CHALLENGE ▸ Take everything from the line containing "like [[147, 174]]." down to the line containing "Query: carved column capital", rename "pixel marker" to "point marker", and write those lines out again with nothing else changed.

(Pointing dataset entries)
★ ★ ★ ★

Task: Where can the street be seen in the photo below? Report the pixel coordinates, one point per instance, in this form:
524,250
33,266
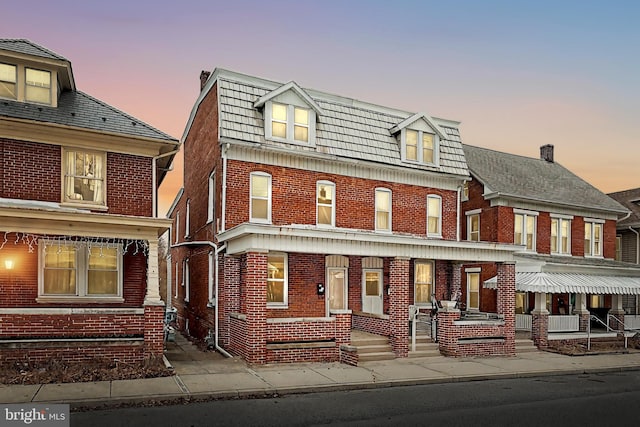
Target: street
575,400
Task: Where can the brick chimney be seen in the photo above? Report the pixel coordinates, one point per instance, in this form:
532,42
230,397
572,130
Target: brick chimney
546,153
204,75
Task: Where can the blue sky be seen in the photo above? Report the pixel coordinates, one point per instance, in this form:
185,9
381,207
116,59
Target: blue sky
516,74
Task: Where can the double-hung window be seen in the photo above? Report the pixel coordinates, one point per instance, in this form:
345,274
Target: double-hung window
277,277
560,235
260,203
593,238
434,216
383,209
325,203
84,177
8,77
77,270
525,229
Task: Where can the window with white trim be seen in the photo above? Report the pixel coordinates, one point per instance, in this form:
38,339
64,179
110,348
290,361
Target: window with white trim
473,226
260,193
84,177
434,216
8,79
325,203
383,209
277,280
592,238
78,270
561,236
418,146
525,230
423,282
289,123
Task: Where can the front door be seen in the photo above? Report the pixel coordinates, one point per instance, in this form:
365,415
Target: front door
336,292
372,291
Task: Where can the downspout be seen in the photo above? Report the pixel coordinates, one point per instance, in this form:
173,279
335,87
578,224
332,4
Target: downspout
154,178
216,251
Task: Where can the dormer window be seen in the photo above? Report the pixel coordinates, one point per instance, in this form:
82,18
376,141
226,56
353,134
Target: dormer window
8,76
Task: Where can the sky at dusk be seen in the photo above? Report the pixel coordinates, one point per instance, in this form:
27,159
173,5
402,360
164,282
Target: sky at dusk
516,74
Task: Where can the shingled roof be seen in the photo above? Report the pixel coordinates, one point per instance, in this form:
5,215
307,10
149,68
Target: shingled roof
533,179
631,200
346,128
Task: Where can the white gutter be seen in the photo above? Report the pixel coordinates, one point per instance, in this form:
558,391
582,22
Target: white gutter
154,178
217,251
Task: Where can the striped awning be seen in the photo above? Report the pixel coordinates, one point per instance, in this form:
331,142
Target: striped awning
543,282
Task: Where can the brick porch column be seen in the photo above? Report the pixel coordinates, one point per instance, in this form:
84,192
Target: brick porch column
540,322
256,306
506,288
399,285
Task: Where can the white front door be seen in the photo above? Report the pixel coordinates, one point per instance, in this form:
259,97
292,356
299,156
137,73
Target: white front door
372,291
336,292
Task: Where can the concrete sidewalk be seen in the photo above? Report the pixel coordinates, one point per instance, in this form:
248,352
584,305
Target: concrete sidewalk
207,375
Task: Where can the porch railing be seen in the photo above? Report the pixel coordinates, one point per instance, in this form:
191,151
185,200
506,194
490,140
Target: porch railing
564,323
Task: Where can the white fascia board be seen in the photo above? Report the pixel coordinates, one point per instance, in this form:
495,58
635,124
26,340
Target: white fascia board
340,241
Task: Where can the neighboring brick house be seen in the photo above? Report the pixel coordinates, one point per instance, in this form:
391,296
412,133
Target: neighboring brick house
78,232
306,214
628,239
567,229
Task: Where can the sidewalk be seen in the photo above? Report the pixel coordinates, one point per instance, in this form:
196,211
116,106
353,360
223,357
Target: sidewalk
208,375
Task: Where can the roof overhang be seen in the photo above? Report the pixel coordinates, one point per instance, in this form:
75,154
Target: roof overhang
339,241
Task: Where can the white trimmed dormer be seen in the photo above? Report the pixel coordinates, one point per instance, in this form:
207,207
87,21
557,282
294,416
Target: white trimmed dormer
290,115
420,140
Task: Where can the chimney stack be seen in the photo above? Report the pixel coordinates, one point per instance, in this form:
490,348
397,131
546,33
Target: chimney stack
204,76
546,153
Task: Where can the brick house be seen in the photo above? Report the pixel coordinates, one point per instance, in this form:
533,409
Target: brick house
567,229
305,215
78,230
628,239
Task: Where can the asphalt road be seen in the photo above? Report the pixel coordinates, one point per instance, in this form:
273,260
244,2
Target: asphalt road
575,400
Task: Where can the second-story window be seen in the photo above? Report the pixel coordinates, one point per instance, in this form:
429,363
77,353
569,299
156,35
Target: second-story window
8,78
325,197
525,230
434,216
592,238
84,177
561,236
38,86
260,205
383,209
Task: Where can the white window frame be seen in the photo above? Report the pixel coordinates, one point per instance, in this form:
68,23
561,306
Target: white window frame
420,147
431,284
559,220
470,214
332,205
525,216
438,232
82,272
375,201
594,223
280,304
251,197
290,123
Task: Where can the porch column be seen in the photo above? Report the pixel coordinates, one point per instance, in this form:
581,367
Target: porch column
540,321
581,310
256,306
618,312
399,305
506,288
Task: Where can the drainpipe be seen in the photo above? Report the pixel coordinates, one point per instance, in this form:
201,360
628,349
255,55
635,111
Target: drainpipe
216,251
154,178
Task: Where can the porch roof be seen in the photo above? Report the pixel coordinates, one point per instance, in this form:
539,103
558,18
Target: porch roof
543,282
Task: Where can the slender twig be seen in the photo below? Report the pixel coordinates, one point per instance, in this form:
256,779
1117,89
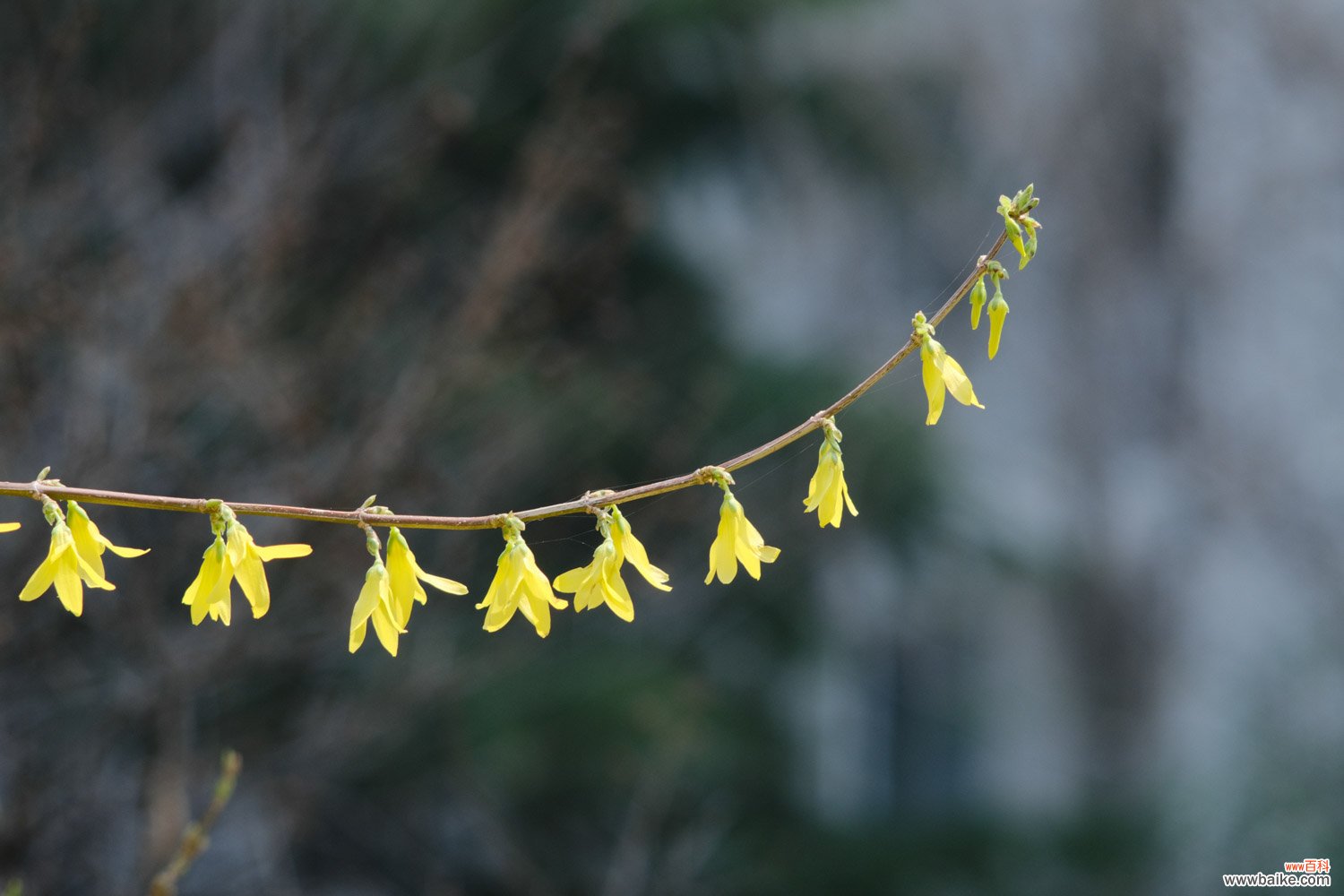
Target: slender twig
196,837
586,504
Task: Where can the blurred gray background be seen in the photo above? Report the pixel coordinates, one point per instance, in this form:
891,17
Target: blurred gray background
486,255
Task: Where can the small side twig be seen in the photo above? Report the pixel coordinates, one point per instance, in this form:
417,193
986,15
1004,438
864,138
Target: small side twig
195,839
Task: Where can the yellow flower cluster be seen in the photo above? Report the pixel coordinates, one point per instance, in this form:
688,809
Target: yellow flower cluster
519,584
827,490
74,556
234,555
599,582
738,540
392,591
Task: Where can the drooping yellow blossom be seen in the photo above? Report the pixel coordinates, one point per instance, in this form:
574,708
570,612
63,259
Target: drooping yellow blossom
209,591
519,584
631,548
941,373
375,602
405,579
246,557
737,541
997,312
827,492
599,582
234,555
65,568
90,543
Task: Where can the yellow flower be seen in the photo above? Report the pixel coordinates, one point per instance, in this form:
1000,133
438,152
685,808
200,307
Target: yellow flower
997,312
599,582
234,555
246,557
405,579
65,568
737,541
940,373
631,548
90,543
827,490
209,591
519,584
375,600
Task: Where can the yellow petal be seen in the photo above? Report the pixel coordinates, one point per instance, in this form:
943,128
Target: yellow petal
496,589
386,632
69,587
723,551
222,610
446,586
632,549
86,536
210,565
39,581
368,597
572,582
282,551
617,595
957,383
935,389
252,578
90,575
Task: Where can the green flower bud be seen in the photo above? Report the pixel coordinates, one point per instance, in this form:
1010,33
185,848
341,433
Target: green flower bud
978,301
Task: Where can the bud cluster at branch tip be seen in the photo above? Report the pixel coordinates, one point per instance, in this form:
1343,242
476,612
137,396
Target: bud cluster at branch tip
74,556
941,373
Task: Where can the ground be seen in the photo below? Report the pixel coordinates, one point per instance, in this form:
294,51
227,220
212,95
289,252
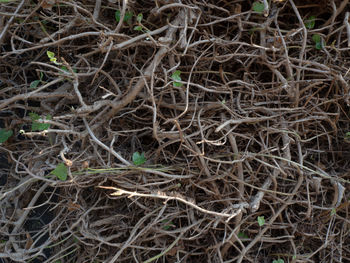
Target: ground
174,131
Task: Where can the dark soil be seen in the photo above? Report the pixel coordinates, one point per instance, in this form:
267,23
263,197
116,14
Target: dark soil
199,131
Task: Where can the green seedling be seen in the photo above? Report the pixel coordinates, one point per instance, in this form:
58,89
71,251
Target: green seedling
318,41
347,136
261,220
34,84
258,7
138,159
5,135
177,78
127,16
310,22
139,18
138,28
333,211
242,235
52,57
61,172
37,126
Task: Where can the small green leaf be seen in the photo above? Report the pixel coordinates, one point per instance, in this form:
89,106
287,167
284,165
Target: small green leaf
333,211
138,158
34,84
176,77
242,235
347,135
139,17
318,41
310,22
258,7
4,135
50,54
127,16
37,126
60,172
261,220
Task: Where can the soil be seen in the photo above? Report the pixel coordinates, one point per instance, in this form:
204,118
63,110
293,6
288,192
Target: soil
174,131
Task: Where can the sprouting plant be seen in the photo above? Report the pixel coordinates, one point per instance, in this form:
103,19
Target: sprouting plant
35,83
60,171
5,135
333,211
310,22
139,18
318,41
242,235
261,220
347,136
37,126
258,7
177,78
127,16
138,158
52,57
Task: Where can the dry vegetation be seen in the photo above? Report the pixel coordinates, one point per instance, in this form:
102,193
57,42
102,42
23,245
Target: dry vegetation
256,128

★ ★ ★ ★

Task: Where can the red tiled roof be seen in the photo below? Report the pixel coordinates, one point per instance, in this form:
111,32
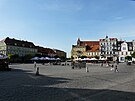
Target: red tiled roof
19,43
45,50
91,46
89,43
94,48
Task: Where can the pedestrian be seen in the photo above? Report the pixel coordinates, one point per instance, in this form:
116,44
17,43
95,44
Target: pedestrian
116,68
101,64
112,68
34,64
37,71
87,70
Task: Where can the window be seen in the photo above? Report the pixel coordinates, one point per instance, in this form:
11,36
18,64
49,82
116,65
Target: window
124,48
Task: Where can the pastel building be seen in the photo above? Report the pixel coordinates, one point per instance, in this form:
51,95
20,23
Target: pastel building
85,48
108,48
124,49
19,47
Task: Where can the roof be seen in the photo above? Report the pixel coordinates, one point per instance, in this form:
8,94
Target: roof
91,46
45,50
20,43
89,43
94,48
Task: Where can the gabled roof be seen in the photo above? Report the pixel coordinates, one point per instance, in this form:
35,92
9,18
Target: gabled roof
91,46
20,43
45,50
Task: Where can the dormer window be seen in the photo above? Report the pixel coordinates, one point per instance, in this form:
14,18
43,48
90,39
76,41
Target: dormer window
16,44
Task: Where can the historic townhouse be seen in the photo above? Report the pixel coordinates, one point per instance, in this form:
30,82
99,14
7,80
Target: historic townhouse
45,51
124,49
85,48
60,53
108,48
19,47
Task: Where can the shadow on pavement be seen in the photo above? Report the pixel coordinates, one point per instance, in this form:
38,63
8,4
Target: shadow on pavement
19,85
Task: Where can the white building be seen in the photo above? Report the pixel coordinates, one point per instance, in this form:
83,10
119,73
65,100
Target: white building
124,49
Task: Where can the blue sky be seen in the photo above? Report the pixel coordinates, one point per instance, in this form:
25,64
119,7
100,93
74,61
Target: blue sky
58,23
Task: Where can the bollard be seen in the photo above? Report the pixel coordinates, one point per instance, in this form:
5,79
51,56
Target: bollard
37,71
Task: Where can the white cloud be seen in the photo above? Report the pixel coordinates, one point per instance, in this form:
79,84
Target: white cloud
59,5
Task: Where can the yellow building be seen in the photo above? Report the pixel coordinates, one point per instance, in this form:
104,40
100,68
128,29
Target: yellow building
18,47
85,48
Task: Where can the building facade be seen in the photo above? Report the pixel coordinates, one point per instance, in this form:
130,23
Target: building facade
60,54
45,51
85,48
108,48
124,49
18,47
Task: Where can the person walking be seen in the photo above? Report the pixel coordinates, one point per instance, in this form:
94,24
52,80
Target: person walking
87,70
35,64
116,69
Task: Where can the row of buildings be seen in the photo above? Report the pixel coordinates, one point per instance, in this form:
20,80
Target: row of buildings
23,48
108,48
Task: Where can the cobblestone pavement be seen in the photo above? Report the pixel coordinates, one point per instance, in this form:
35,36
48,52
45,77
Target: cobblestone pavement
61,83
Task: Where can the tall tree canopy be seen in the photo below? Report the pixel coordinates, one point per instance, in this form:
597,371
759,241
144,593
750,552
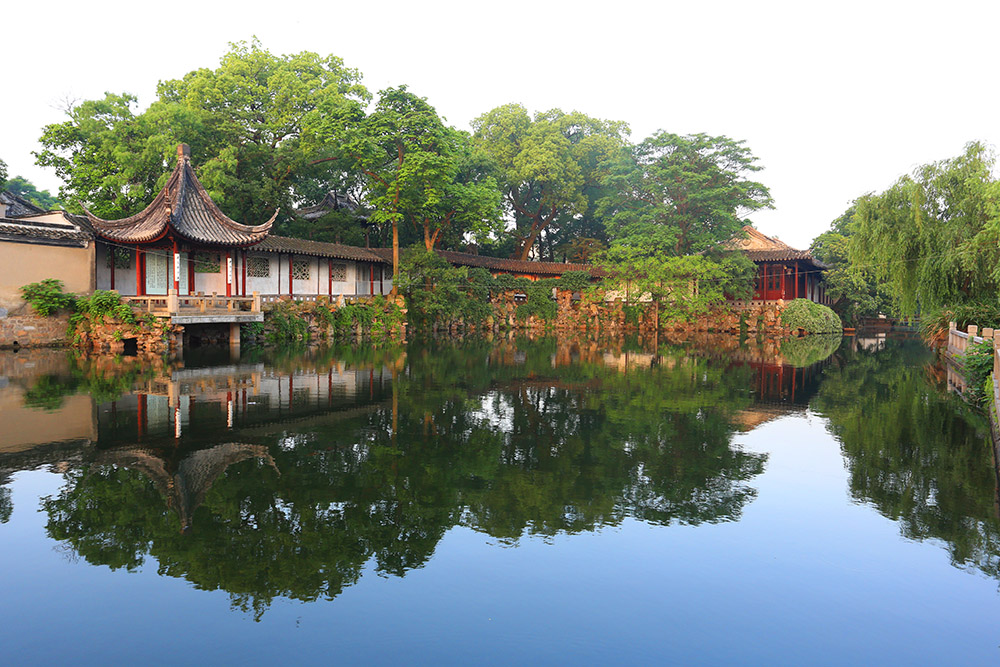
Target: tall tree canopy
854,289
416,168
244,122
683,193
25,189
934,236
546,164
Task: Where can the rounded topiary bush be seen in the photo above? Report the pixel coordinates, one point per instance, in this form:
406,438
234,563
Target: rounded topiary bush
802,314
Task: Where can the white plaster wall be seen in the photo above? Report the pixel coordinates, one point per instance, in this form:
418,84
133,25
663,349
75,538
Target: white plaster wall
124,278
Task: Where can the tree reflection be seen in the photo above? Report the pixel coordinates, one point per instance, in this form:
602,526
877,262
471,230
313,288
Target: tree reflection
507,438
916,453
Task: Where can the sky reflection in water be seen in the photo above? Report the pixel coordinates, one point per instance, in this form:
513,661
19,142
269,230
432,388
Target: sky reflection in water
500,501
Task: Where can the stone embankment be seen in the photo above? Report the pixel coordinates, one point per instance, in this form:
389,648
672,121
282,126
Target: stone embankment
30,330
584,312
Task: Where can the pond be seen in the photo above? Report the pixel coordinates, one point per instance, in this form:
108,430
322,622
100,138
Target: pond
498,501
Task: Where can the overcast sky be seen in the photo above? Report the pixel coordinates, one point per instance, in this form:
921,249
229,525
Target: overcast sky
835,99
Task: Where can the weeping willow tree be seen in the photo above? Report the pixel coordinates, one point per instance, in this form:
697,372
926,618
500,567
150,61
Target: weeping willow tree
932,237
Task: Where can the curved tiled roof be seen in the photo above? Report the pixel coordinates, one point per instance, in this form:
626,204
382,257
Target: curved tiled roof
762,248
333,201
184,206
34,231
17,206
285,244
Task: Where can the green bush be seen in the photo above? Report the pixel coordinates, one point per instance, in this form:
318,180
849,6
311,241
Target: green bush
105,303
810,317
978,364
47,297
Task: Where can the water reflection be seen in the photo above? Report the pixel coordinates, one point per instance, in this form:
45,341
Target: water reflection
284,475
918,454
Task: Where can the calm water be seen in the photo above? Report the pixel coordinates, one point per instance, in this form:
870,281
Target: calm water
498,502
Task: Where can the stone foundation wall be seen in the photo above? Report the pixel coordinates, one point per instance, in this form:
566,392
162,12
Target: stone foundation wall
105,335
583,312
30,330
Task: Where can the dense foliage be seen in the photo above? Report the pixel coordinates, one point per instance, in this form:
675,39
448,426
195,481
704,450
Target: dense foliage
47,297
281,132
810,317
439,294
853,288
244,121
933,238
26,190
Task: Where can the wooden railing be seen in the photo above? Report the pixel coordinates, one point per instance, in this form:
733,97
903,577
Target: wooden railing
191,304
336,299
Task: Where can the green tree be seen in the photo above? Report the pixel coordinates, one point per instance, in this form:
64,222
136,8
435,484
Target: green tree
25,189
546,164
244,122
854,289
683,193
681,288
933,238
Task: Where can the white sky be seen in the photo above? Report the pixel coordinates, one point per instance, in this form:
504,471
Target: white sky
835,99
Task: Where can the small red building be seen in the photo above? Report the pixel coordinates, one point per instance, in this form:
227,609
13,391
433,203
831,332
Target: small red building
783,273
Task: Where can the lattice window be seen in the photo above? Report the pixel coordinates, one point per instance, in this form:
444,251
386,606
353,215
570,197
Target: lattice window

★ ★ ★ ★

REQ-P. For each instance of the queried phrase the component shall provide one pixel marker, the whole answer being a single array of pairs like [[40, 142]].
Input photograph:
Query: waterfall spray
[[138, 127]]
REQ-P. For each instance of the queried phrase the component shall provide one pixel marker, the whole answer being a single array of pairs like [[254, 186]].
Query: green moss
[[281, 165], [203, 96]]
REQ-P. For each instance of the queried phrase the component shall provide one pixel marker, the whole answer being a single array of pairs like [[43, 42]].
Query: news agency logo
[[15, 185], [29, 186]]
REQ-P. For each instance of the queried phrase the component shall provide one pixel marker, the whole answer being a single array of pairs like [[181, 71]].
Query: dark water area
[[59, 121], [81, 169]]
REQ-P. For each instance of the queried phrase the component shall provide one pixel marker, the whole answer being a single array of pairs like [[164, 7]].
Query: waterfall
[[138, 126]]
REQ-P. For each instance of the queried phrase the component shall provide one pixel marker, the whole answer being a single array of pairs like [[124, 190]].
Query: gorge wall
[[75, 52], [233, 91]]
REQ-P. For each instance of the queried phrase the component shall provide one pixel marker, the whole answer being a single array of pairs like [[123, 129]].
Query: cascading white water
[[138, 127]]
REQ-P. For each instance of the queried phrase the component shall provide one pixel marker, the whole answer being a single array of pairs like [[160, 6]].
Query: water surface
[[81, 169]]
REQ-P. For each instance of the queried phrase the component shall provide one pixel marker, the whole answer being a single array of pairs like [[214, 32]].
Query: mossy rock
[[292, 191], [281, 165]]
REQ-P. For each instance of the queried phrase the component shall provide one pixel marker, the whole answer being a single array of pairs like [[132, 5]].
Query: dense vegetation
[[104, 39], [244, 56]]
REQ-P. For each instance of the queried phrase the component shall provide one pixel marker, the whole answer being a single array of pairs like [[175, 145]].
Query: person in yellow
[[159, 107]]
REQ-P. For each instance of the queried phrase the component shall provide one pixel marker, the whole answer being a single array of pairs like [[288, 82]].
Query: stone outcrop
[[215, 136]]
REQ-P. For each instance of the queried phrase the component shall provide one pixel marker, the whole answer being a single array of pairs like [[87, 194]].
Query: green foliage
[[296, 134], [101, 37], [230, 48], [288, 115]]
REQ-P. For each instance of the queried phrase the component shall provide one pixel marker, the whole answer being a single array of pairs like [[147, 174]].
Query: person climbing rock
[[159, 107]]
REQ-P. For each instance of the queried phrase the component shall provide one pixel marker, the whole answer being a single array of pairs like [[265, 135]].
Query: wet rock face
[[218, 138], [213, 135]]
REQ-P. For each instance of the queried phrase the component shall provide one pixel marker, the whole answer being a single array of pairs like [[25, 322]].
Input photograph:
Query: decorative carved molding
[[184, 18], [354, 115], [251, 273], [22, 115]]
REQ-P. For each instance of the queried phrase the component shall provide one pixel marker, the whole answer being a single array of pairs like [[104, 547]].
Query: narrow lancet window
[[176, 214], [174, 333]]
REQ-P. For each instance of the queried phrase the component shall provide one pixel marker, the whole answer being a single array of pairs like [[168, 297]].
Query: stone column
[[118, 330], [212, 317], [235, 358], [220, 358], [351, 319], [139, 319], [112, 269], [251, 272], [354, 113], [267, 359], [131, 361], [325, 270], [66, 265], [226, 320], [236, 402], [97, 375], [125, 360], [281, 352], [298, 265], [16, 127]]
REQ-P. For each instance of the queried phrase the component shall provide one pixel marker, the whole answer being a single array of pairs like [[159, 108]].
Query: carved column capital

★ ★ ★ ★

CORRECT RESULT ▸
REQ-P. For each instance of the queried phrase the component shall provide one point marker, the whole answer being a single array of pairs like [[147, 174]].
Query: person climbing rock
[[159, 107]]
REQ-P. For each instance of the queried phrase the component shall provide one point marker, the whole answer being a single array of pairs like [[265, 135]].
Query: wet rock face
[[218, 138], [213, 135]]
REQ-P. For each instance of the queried phrase the component shall provide one point marker, the whole answer being a single array of pairs like [[25, 322]].
Input photograph:
Query: decorative carved molding
[[184, 18], [354, 115], [251, 273], [22, 115]]
REQ-P. For each instance of the queried phrase the component shall provide one point marker, the whole answer being a single array of pairs like [[104, 547]].
Query: narrow lancet window
[[176, 214], [174, 333]]
REQ-P. For each instance of the queried phrase the component shall provide one point marker, the whole answer being a single array of pairs like [[168, 297]].
Query: stone column
[[118, 330], [212, 317], [235, 358], [220, 358], [351, 319], [139, 319], [112, 269], [251, 272], [354, 113], [267, 359], [131, 361], [325, 270], [66, 265], [226, 320], [236, 402], [97, 375], [125, 360], [281, 352], [298, 265], [16, 127]]
REQ-P. For each instance of the queried phrase the component shall provide one point marker, the whole answer being a single array of pairs like [[159, 108]].
Query: carved column capital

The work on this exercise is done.